## Problem to solve
Which lines in the records below contain the string "stone"? Copy each of them, and treat case as significant.

begin Exercise inputs

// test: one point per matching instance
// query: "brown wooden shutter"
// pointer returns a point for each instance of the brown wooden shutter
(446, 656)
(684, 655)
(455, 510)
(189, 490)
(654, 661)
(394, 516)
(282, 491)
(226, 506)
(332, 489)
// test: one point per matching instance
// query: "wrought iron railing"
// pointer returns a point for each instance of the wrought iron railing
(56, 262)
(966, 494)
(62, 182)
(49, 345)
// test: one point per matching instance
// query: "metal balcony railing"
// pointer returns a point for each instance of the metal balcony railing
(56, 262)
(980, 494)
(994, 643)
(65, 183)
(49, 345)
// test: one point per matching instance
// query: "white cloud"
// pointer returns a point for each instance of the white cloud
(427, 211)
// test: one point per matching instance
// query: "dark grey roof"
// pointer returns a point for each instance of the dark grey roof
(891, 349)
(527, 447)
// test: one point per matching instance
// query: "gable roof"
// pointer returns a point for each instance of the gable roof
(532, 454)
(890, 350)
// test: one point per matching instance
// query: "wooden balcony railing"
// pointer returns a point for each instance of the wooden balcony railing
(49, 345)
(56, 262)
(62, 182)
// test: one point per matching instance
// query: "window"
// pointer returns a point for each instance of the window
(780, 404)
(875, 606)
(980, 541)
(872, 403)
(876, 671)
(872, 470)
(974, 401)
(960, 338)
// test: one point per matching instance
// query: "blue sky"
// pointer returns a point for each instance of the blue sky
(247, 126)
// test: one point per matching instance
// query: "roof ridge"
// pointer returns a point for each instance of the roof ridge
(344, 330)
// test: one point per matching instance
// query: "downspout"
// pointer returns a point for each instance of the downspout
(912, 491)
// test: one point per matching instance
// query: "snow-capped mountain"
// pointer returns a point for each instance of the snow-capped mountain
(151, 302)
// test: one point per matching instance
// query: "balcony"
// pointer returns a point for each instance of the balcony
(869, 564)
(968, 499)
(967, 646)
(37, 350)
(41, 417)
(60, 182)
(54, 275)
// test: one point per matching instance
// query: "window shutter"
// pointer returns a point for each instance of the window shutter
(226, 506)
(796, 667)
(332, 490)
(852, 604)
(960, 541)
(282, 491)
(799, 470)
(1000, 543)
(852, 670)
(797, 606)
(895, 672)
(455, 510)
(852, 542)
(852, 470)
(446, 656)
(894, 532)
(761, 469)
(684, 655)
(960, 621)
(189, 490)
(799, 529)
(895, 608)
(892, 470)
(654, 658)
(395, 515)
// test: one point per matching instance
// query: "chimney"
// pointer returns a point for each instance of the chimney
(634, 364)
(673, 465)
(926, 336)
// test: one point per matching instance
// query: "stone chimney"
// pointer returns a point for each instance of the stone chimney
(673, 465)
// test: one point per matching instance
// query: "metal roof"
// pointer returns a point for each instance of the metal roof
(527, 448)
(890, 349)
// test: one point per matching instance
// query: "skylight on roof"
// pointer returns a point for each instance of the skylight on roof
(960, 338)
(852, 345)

end Exercise inputs
begin Exercise inputs

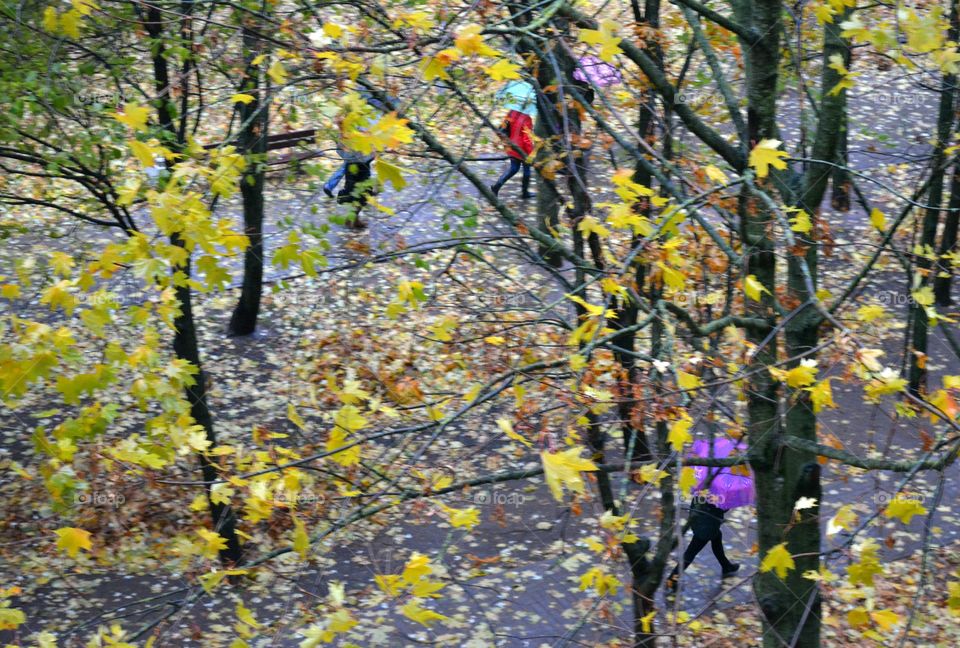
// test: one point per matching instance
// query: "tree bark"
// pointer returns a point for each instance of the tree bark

end Exercise inputs

## Reply to the exercise
// query: "stone chimney"
// pointer returns a point for each instance of the stone chimney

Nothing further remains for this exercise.